▶ 提示文
■ ■ ■ ■

2021年04月03日 08:01  リアルサウンド

リアルサウンド

『進撃の巨人』1巻(講談社)

 『別冊少年マガジン』(講談社)にて11年半にわたり連載された『進撃の巨人』が、4月9日発売の同誌5月号でついに完結する。人を食べる「巨人」が存在する世界で、壁に囲まれた都市や人類と巨人の戦いを描いた本作は、伏線が張り巡らされた緻密な構成と時代性を反映した壮大なストーリーで、日本のみならず海外にも熱狂的なファンを生み出した。作者の諫山創が「『いつ終わるのか』と急かされ続けての晩年でした」とコメントした本作は、果たしてどのような結末を迎えようとしているのか。


 「リアルサウンド ブック」では『進撃の巨人』連載終了の知らせを受け、批評家の渡邉大輔氏、映画ライターの杉本穂高氏、漫画ライターの倉田雅弘氏による座談会を開催。前編では、作者・諫山創の作家性を考察するとともに、実社会の問題が作品に与えた影響、時代性を反映した巧みなストーリー展開など、作品の魅力を語ってもらった。(編集部)

■ ■ ■ ■

▶ 課題
a: 提示文に照らして、次の(i)〜(iii)がそれぞれ内容と一致するかを「はい」か「いいえ」で答え、判断の決め手となる語句を提示文からそのまま引用してください。(i)『進撃の巨人』は『別冊少年マガジン』で11年半にわたり連載された。(ii) 最終回は4月3日発売の号に掲載される。(iii) 座談会には漫画ライターが参加した。
b: 提示文のうち「「リアルサウンド ブック」では」で始まる段落を、主な事実を残したまま箇条書きにまとめ直してください。
c: 提示文に登場する人名をすべて挙げてください。
次に示す行は、提示文の内容とは関係がありません。

■ ■ ■ ■

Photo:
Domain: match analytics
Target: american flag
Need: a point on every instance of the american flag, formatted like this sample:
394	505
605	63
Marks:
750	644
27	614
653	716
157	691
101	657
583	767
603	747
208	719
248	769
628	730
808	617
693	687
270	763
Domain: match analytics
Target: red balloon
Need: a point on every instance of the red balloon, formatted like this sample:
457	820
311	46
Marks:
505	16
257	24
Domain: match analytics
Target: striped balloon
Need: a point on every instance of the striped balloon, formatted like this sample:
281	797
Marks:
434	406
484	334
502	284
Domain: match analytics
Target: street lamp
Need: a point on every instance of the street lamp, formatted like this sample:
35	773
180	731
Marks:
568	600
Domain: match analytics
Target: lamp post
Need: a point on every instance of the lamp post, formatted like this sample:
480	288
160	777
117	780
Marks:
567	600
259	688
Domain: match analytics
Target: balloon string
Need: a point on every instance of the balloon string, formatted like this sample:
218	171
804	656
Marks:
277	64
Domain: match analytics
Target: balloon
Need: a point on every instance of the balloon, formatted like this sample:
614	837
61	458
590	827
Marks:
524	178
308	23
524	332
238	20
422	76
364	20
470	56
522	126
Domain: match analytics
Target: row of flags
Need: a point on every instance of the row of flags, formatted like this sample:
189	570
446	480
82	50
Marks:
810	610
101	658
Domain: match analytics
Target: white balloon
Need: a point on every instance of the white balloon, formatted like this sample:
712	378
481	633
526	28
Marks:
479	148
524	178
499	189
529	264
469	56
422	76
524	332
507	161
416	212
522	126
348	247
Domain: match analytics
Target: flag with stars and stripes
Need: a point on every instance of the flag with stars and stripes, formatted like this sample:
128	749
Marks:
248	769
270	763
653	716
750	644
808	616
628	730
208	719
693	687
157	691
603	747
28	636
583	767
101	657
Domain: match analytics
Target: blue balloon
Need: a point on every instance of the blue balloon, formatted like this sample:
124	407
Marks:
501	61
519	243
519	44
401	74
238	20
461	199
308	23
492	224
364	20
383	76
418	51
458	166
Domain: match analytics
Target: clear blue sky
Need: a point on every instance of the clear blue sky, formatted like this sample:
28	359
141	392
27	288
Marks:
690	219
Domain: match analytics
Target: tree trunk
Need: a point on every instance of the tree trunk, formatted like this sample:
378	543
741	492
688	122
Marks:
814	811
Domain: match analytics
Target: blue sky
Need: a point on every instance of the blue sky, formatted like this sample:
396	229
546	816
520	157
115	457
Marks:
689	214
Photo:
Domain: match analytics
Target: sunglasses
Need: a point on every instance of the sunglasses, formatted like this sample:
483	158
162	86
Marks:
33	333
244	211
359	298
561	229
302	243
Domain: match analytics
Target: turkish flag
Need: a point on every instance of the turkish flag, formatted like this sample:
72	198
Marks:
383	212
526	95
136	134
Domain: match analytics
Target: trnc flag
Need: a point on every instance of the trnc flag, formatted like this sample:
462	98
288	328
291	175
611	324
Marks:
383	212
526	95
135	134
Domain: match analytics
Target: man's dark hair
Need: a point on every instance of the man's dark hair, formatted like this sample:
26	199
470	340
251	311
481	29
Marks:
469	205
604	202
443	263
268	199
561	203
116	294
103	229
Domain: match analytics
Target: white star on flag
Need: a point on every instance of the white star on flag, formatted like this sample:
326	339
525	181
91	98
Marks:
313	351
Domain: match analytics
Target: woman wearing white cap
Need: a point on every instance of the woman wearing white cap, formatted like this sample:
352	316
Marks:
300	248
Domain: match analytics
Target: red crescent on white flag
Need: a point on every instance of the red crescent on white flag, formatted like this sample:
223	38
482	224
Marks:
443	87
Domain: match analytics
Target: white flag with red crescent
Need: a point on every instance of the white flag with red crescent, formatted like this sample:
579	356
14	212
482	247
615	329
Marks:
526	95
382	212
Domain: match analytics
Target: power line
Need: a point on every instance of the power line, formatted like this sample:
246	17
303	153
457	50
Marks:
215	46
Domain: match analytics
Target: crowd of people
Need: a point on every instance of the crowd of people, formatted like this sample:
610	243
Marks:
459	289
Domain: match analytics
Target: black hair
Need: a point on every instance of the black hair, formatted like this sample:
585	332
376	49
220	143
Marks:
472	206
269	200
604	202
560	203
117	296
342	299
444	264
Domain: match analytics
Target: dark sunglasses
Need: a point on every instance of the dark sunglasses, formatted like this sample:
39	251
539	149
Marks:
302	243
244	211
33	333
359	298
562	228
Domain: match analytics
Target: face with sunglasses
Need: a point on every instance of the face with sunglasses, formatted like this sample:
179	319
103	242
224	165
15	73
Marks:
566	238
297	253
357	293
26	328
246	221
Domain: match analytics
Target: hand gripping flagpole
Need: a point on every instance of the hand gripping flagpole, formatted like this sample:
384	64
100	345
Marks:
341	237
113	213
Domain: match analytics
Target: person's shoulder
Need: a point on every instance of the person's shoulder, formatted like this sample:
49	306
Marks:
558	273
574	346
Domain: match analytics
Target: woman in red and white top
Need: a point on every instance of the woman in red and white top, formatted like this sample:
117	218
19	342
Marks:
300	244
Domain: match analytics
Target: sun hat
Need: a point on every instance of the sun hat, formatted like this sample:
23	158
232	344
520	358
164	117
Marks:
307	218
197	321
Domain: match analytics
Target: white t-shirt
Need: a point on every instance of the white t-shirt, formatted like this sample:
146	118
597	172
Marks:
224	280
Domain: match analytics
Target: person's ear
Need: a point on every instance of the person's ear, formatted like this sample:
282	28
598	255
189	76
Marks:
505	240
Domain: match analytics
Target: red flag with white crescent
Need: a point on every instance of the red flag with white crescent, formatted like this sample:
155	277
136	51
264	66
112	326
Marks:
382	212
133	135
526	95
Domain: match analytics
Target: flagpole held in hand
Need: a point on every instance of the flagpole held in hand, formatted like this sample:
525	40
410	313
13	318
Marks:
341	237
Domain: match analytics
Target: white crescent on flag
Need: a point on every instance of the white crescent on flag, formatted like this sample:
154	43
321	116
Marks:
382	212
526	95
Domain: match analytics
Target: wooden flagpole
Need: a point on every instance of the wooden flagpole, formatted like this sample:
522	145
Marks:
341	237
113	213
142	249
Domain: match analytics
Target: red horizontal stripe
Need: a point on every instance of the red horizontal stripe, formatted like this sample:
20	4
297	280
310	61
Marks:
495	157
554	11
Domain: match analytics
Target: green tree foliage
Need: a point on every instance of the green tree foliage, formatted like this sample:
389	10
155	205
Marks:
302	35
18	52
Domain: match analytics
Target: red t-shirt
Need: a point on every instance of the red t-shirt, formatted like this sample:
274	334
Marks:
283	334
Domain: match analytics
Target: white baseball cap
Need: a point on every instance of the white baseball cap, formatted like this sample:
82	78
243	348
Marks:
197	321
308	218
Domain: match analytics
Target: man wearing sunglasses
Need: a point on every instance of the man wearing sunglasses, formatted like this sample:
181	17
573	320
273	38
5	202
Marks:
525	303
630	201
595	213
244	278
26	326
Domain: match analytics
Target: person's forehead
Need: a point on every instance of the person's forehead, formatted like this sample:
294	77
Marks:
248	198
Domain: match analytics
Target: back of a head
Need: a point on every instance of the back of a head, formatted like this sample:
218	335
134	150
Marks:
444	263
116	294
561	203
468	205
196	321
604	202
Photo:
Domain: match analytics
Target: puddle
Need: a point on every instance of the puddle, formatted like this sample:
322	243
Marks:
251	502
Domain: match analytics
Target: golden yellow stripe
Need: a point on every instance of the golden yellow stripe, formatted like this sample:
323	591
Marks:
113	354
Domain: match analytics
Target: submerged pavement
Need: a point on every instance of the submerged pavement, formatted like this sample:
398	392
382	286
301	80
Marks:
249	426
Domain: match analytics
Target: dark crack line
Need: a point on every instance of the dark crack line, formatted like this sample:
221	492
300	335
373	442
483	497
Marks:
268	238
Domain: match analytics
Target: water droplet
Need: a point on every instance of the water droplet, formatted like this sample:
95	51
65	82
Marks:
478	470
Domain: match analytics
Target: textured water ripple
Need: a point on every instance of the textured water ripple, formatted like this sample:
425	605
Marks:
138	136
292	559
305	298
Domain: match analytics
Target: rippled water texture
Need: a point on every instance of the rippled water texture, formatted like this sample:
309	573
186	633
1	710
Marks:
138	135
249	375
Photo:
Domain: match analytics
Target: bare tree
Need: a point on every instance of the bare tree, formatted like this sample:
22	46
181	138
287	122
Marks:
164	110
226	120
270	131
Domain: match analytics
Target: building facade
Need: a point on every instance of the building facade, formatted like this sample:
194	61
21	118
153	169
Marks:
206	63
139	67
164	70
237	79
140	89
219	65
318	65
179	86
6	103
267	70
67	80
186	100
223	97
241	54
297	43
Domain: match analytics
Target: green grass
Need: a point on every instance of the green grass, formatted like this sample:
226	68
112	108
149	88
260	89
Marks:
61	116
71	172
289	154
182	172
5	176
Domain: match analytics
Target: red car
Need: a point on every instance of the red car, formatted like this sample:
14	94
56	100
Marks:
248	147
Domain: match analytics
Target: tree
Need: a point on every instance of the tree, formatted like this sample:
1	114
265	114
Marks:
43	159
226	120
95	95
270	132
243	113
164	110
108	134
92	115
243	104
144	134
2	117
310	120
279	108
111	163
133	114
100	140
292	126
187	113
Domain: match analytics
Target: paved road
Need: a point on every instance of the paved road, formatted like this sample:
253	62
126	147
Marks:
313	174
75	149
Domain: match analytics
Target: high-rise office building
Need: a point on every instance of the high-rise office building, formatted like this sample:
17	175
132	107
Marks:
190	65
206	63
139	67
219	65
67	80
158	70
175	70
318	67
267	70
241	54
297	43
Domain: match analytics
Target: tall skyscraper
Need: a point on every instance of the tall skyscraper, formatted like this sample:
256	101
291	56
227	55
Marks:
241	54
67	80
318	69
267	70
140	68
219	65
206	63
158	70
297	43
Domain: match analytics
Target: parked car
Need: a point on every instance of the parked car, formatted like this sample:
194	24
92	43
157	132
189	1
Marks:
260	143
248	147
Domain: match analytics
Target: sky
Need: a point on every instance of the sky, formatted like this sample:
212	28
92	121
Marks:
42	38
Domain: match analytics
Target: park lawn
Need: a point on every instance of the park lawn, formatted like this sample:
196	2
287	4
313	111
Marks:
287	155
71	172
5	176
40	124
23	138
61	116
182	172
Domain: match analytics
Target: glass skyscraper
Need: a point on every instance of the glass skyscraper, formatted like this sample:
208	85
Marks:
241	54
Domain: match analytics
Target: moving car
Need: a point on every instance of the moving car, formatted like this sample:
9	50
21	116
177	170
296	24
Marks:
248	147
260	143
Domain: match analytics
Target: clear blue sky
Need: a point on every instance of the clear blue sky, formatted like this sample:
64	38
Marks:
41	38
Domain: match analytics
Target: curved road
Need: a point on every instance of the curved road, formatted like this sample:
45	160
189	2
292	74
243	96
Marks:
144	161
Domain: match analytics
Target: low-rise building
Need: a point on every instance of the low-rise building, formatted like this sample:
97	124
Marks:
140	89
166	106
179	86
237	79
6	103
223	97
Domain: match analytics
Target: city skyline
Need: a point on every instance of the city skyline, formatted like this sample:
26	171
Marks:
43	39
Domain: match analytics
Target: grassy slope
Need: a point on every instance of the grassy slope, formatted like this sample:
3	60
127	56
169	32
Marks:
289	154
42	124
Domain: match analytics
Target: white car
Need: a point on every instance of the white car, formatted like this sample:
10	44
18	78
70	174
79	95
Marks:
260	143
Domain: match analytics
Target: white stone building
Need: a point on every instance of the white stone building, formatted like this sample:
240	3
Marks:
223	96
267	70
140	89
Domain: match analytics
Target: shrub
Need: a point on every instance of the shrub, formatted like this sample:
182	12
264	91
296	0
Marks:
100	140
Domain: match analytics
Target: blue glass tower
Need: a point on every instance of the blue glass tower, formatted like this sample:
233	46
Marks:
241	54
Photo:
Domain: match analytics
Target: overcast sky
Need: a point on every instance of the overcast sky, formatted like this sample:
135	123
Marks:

■ ■ ■ ■

▶ 想定解答
a:
(i) はい:「『別冊少年マガジン』(講談社)にて11年半にわたり連載された」
(ii) いいえ:「4月9日発売の同誌5月号でついに完結する」
(iii) はい:「漫画ライターの倉田雅弘氏」

b:
・『進撃の巨人』の連載終了を受け、「リアルサウンド ブック」が座談会を開催
・参加者:批評家の渡邉大輔氏、映画ライターの杉本穂高氏、漫画ライターの倉田雅弘氏
・前編の内容:作者・諫山創の作家性の考察、実社会の問題が作品に与えた影響、時代性を反映した巧みなストーリー展開など、作品の魅力

c:
・諫山創
・渡邉大輔
・杉本穂高
・倉田雅弘